▶ [Task brief]: Please return every line of the records that contains the word "tree".

▶ [Supplied records]:
※

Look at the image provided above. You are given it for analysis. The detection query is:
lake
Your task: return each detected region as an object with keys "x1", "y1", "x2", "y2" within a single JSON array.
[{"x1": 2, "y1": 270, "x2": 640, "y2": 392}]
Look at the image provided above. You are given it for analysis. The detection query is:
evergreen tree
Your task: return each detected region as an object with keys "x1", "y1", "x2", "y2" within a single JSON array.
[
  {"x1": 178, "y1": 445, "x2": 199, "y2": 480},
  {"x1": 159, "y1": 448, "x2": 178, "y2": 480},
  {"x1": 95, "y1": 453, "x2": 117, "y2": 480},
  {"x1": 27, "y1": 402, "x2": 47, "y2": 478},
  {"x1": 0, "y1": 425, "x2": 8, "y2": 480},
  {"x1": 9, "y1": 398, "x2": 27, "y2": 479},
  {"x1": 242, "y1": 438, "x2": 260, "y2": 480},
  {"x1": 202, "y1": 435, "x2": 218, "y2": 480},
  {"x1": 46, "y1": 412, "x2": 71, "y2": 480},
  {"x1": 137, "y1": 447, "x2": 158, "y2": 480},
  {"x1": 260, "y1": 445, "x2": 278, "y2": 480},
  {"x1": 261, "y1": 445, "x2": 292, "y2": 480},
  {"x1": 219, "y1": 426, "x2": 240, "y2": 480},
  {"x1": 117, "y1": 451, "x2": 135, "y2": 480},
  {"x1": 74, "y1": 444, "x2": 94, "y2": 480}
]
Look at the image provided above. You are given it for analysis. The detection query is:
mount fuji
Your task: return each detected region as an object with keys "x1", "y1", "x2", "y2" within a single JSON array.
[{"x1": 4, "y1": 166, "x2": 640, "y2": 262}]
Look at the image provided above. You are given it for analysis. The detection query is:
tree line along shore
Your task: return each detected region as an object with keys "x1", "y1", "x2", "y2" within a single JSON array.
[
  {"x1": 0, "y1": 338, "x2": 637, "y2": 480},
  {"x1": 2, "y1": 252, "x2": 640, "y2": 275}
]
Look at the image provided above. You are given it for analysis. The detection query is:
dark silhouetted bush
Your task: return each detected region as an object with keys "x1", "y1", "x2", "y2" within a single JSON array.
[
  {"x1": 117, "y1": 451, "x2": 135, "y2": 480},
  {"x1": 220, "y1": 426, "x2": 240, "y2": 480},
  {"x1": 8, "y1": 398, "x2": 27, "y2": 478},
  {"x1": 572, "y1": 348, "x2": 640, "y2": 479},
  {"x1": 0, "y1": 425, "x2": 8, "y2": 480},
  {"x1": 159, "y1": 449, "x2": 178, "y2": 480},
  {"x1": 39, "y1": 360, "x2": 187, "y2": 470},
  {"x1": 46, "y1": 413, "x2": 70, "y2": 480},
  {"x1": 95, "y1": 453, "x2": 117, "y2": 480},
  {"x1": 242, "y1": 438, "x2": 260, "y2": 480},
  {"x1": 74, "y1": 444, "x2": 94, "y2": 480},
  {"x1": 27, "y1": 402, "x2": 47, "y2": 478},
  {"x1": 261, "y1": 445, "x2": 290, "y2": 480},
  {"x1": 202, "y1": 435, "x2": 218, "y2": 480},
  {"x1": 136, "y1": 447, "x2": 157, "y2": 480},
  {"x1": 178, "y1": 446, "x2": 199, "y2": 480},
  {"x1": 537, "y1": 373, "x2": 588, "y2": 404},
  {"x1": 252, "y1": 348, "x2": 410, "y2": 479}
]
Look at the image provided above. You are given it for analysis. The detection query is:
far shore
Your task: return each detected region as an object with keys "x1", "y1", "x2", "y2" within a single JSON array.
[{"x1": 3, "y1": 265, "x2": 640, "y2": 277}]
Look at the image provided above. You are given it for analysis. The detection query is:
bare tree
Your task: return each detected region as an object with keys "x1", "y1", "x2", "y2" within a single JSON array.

※

▶ [Solved exercise]:
evergreen tree
tree line along shore
bare tree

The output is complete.